▼

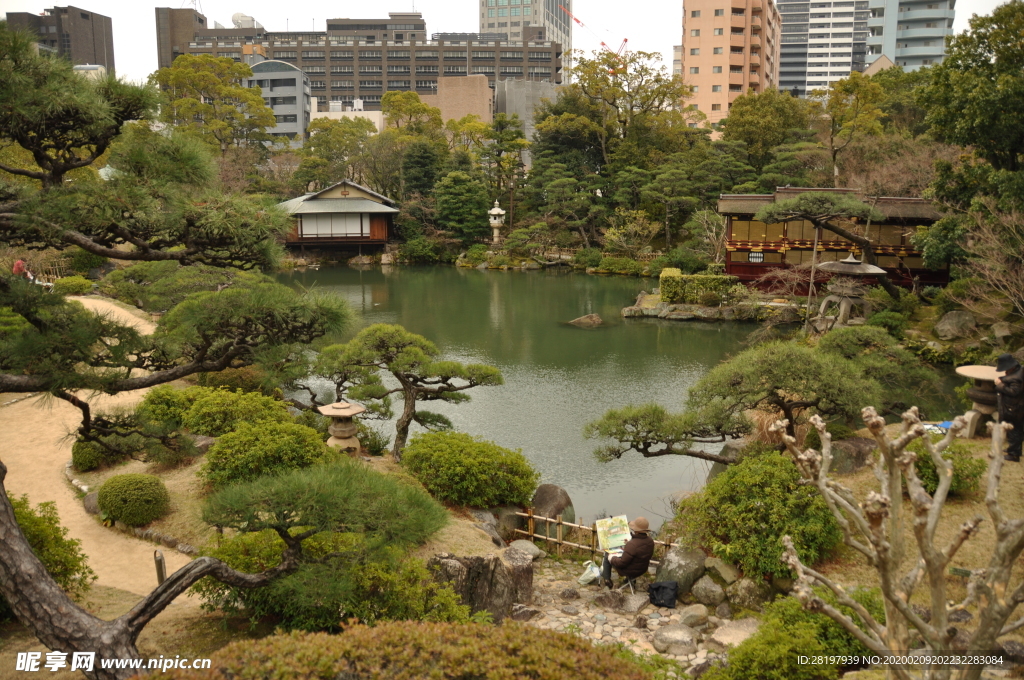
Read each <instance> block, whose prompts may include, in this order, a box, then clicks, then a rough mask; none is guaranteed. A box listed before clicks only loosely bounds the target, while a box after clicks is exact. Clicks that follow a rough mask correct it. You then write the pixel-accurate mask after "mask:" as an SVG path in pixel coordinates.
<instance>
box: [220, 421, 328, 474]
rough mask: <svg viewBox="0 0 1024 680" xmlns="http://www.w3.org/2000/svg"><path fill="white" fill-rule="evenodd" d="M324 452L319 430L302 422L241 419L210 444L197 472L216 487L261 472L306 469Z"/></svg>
mask: <svg viewBox="0 0 1024 680" xmlns="http://www.w3.org/2000/svg"><path fill="white" fill-rule="evenodd" d="M289 420H291V418H289ZM328 453H329V452H328V448H327V445H326V444H325V443H324V439H323V437H322V436H321V433H319V432H317V431H316V430H314V429H312V428H309V427H306V426H304V425H299V424H298V423H294V422H285V423H281V422H273V421H262V422H258V423H244V422H243V423H239V424H238V429H236V430H234V431H232V432H227V433H226V434H222V435H221V436H219V437H218V438H217V441H216V442H214V444H213V445H212V447H210V450H209V451H208V452H207V454H206V463H204V465H203V468H202V469H201V470H200V475H201V476H202V477H203V478H204V479H206V480H207V481H209V482H210V483H211V484H212V485H213V486H214V488H220V487H222V486H226V485H227V484H231V483H236V482H239V481H248V480H251V479H255V478H256V477H259V476H261V475H266V474H275V473H279V472H284V471H285V470H294V469H298V468H306V467H309V466H310V465H315V464H316V463H321V462H323V461H324V460H325V459H326V458H327V456H328Z"/></svg>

▲

▶ [Exercise]: Write out the data again word for word, minus any images.

▶ [Response area]:
Read each <instance> block, whose prompts may include, in this order, a box, then clicks, then a rough mask; none is guaranteed. A box listed before clicks only loosely bounds the target, while a box after clicks is exact. Clicks that follow a rough mask correct it. You then write the pixel-accurate mask after "mask:" as an SVG path in pixel coordinates.
<instance>
box: [220, 421, 328, 474]
rough mask: <svg viewBox="0 0 1024 680" xmlns="http://www.w3.org/2000/svg"><path fill="white" fill-rule="evenodd" d="M324 452L319 430L302 422L241 419L210 444L197 472L216 487L261 472L306 469Z"/></svg>
mask: <svg viewBox="0 0 1024 680" xmlns="http://www.w3.org/2000/svg"><path fill="white" fill-rule="evenodd" d="M289 420H291V418H289ZM328 453H329V452H328V448H327V445H326V444H325V443H324V439H323V437H322V436H321V433H319V432H317V431H316V430H314V429H312V428H309V427H306V426H304V425H299V424H298V423H294V422H285V423H281V422H273V421H262V422H258V423H244V422H243V423H239V424H238V429H236V430H234V431H232V432H227V433H226V434H222V435H221V436H219V437H218V438H217V441H216V442H214V444H213V445H212V447H210V450H209V451H208V452H207V454H206V463H204V465H203V468H202V469H201V470H200V475H201V476H202V477H203V478H204V479H206V480H207V481H209V482H210V483H211V484H212V485H213V486H214V488H220V487H222V486H226V485H227V484H231V483H236V482H239V481H248V480H251V479H255V478H256V477H259V476H261V475H266V474H275V473H279V472H284V471H285V470H294V469H298V468H306V467H309V466H310V465H315V464H316V463H321V462H323V461H324V460H325V459H326V458H327V456H328Z"/></svg>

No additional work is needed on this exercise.